**YOUR INSTRUCTIONS:**
Wherever the listing has a line with the string "banner", copy that line out.
-- Opening Marker --
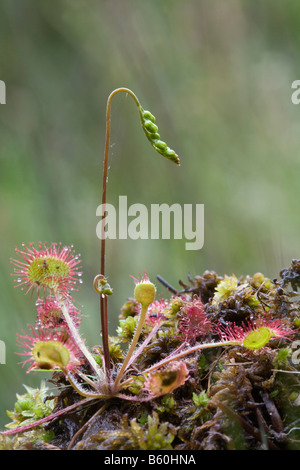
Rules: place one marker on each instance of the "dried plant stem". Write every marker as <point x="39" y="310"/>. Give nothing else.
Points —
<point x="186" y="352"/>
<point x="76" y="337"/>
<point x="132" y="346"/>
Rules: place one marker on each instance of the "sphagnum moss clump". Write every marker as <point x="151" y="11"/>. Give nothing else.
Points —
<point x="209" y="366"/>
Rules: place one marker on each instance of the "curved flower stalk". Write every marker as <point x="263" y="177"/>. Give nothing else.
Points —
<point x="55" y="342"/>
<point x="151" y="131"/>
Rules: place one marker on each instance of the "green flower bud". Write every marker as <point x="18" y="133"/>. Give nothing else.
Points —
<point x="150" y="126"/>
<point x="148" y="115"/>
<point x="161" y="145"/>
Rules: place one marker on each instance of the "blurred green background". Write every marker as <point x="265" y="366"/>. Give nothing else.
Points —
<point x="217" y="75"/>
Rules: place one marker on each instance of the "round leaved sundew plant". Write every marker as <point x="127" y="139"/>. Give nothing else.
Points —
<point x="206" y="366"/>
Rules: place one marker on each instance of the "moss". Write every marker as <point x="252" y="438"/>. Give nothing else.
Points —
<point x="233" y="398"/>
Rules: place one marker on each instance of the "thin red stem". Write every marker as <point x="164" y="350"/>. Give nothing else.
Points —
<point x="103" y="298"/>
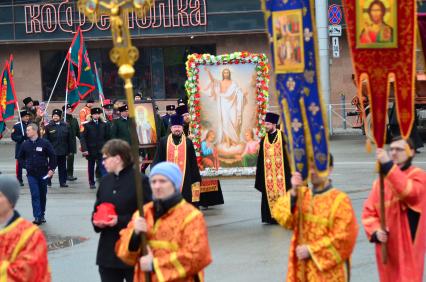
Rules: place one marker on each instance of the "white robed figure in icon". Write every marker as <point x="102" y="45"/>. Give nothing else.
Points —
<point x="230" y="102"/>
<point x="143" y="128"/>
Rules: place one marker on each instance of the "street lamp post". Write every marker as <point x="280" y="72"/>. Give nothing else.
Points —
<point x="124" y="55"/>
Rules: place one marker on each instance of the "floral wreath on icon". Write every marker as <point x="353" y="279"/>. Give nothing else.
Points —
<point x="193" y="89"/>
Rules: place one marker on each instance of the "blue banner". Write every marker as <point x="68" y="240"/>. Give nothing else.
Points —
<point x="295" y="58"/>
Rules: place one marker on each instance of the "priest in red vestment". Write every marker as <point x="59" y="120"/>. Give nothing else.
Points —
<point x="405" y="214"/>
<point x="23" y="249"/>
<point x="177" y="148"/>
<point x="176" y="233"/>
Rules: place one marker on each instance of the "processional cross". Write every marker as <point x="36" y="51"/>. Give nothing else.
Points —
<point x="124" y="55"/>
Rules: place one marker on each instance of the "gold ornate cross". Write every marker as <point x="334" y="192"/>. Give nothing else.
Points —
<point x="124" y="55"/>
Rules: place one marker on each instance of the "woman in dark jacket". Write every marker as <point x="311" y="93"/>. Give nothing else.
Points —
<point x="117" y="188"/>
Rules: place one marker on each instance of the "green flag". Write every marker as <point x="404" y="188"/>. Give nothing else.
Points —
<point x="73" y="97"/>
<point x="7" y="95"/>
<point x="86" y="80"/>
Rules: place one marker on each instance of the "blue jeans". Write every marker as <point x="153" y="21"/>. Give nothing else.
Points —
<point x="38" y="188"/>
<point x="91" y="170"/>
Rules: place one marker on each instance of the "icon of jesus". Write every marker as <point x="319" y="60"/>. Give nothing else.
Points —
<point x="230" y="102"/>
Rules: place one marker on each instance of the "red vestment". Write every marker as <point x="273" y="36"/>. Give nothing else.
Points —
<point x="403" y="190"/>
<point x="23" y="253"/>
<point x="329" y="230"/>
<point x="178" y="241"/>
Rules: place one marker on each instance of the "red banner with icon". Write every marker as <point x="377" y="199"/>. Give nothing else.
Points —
-- Closing Marker --
**RESPONSE TO THE TASK:**
Rules: place one marker on each instance of the "blue banner". Write every marker as <point x="68" y="240"/>. Give nothing else.
Rules: place one marker on each instance of the "red banner with icon". Write every marker as <point x="377" y="199"/>. Give nothing else.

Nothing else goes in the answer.